RUCAIBox / LLMBox

A comprehensive library for implementing LLMs, including a unified training pipeline and comprehensive model evaluation.
MIT License
566 stars 74 forks source link

Error in Batch Sampler: IndexError: list index out of range #267

Closed krzz2q closed 1 month ago

krzz2q commented 2 months ago

Description:

I encountered an IndexError while running the inference script for the Meta-Llama-3-8B-Instruct model using the command below:

CUDA_VISIBLE_DEVICES=1 python inference.py \
  -m /home/user/huggingface/pretrained_model/meta-llama/Meta-Llama-3-8B-Instruct/ --temperature 0 \
  -d mmlu -shots 5 --max_example_tokens 4096 \
  --model_type chat --load_in_8bit

The error traceback is as follows:

2024-07-02 23:18:18 WARNING Error occurred during evaluation. You can continue evaluation by loading the checkpoint: --continue_from evaluation_results/Meta-Llama-3-8B-Instruct-mmlu-5shot-2024_07_02-23_16_19.jsons
Traceback (most recent call last):
  File "/home/user/LLMBox/inference.py", line 18, in <module>
    main()
  File "/home/user/LLMBox/inference.py", line 14, in main
    evaluator.evaluate()
  File "/home/user/LLMBox/utilization/utils/catch_error.py", line 59, in wrapper
    raise e
  File "/home/user/LLMBox/utilization/utils/catch_error.py", line 40, in wrapper
    return func(*args, **kwargs)
  File "/home/user/LLMBox/utilization/evaluator.py", line 110, in evaluate
    for batch in dataloader:
  File "/home/user/LLMBox/utilization/utils/dynamic_stride_tqdm.py", line 68, in __iter__
    for obj in iterable:
  File "/home/user/anaconda3/envs/LLMBox/lib/python3.9/site-packages/torch/utils/data/dataloader.py", line 631, in __next__
    data = self._next_data()

BRIEF A:
In the LLMBox issue, which model was being run with the inference script when the error occurred?
BRIEF B:
Say whether each statement agrees with the LLMBox issue, answering yes or no and quoting the deciding words: (i) The issue is still open. (ii) The library carries the MIT License. (iii) The command ran the mmlu dataset with 5 shots.
BRIEF C:
List every command-line option passed to inference.py in the command shown in the LLMBox issue.

Point-per-instance localization data:

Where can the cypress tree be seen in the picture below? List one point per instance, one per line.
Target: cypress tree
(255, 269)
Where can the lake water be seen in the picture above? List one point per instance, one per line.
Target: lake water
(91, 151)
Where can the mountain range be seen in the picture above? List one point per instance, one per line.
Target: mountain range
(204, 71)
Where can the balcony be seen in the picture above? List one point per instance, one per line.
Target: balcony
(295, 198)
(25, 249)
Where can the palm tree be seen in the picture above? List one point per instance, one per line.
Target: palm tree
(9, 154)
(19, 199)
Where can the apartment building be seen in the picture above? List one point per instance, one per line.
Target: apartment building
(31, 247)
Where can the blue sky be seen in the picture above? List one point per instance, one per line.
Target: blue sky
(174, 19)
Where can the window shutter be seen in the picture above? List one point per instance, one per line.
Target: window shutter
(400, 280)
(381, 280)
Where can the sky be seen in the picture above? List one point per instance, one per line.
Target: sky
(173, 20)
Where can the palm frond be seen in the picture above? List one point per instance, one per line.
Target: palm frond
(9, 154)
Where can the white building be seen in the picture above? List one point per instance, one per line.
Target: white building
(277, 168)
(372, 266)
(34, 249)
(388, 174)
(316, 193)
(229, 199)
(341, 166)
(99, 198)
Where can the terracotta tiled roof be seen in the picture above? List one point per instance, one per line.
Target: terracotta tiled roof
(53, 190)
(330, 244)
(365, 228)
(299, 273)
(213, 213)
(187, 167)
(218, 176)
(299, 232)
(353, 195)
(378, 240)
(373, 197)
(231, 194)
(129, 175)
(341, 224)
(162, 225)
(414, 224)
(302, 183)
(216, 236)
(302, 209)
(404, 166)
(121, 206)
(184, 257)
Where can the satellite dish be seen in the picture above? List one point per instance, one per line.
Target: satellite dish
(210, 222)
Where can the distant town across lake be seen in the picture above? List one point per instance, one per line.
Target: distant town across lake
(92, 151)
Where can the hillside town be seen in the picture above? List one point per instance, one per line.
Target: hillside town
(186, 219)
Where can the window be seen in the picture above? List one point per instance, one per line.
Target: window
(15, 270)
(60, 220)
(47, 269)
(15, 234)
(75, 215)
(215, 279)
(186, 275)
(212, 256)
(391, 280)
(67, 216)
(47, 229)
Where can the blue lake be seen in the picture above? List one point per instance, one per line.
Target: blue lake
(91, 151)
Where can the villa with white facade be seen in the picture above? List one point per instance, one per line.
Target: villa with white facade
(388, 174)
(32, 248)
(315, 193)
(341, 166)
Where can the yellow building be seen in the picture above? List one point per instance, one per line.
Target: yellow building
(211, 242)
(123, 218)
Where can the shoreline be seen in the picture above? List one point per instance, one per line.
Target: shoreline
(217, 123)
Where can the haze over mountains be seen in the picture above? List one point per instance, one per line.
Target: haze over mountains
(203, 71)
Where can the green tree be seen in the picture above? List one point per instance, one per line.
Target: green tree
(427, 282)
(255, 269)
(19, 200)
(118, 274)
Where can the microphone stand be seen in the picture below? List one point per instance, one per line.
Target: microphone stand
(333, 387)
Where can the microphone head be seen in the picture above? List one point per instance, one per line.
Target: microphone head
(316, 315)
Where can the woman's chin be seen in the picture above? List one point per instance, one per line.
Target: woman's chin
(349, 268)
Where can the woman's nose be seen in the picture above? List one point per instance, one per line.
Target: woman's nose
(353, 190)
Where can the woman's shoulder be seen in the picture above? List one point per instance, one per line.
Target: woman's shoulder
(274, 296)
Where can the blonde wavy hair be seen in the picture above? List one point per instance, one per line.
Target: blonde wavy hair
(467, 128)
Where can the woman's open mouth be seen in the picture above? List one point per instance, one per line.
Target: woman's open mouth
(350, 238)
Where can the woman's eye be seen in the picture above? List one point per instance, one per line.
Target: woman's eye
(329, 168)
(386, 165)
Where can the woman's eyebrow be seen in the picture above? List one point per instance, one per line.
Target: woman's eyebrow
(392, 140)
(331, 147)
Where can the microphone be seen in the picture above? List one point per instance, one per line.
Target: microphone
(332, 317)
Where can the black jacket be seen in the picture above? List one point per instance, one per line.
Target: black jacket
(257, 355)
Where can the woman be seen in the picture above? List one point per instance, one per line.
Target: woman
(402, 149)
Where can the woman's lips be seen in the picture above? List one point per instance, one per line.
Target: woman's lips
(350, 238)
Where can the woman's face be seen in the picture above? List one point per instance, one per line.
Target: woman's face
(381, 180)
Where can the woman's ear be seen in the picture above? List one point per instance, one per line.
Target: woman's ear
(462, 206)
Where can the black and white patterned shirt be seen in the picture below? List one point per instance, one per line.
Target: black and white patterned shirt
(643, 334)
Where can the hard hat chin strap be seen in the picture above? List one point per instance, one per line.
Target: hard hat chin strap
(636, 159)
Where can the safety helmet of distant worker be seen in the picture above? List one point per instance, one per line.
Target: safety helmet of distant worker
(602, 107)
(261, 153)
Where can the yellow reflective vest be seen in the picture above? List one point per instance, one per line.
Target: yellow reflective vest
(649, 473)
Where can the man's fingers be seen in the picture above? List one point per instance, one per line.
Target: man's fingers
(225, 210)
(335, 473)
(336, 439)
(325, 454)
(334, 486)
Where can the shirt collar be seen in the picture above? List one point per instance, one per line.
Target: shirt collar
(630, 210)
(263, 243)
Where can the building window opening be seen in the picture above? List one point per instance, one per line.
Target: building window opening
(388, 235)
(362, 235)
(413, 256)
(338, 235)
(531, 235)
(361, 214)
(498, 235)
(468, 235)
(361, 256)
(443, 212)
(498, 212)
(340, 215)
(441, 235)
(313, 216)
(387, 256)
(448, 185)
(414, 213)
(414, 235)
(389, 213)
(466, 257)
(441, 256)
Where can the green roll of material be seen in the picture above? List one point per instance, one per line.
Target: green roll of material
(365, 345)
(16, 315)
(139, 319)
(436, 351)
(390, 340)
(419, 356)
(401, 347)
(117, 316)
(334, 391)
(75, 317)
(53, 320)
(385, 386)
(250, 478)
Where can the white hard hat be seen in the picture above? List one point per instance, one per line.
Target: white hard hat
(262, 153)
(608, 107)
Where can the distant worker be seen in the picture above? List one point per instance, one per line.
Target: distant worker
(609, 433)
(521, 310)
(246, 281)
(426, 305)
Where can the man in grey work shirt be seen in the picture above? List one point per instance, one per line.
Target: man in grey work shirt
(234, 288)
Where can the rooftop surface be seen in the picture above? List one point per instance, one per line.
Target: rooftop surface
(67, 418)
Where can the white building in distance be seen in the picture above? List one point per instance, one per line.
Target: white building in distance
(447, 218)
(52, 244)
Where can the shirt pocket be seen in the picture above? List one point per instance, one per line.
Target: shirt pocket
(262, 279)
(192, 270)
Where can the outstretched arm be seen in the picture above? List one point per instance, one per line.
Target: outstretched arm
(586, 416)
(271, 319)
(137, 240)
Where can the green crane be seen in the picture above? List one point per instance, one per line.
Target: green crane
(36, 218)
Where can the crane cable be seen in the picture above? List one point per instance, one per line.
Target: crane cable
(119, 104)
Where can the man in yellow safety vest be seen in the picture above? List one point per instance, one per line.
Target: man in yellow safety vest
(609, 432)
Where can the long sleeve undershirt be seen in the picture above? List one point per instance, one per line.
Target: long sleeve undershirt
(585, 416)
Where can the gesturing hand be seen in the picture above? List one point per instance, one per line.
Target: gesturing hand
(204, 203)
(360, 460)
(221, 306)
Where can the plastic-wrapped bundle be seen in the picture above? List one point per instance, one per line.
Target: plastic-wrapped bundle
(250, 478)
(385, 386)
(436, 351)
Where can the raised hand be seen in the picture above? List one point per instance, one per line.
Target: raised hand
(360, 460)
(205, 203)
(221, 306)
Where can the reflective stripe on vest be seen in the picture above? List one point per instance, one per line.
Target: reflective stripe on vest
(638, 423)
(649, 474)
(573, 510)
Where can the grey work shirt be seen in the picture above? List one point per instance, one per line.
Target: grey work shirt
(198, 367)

WRITTEN SOLUTION A:
Meta-Llama-3-8B-Instruct

WRITTEN SOLUTION B:
(i) No: "Closed krzz2q closed 1 month ago"
(ii) Yes: "MIT License"
(iii) Yes: "-d mmlu -shots 5"

WRITTEN SOLUTION C:
-m, --temperature, -d, -shots, --max_example_tokens, --model_type, --load_in_8bit